# Exercise
Where the word "window" occurs in a line of the data, return the whole line.

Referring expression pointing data
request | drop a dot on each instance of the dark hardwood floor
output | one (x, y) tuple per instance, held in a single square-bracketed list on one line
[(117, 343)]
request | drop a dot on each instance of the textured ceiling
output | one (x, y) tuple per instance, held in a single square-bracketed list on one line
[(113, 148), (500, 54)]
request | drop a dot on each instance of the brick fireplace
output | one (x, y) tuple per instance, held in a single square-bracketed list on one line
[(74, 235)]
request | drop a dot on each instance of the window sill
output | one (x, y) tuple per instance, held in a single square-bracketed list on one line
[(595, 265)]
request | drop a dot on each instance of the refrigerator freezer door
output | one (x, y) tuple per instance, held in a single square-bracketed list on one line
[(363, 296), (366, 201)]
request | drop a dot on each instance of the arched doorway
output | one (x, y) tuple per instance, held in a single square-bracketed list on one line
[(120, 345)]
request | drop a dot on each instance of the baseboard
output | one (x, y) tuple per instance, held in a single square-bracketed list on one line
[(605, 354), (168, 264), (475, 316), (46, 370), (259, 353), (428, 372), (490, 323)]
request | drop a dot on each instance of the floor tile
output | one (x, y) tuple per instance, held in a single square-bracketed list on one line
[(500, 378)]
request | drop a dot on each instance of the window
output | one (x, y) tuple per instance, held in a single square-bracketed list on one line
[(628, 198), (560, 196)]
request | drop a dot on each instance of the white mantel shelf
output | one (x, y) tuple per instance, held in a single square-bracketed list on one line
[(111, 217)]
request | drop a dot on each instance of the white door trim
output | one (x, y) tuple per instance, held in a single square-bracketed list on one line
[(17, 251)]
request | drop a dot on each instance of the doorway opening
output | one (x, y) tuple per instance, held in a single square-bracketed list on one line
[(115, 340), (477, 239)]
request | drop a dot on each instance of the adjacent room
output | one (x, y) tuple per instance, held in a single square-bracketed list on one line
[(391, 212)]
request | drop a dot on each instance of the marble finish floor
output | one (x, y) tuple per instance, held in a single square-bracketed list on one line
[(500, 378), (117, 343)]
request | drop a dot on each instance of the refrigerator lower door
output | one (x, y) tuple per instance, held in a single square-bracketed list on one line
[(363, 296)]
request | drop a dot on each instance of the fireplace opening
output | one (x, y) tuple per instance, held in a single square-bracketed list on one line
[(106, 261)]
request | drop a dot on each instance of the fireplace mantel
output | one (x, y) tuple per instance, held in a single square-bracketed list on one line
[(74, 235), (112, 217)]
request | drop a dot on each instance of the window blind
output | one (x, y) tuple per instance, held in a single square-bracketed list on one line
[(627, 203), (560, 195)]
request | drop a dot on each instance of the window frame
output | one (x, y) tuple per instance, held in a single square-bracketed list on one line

# Answer box
request | drop a dot on each instance of the window sill
request | drop a dot on each instance of the window
request | drop a dot on each instance of the window blind
request | drop a dot on each instance of the window frame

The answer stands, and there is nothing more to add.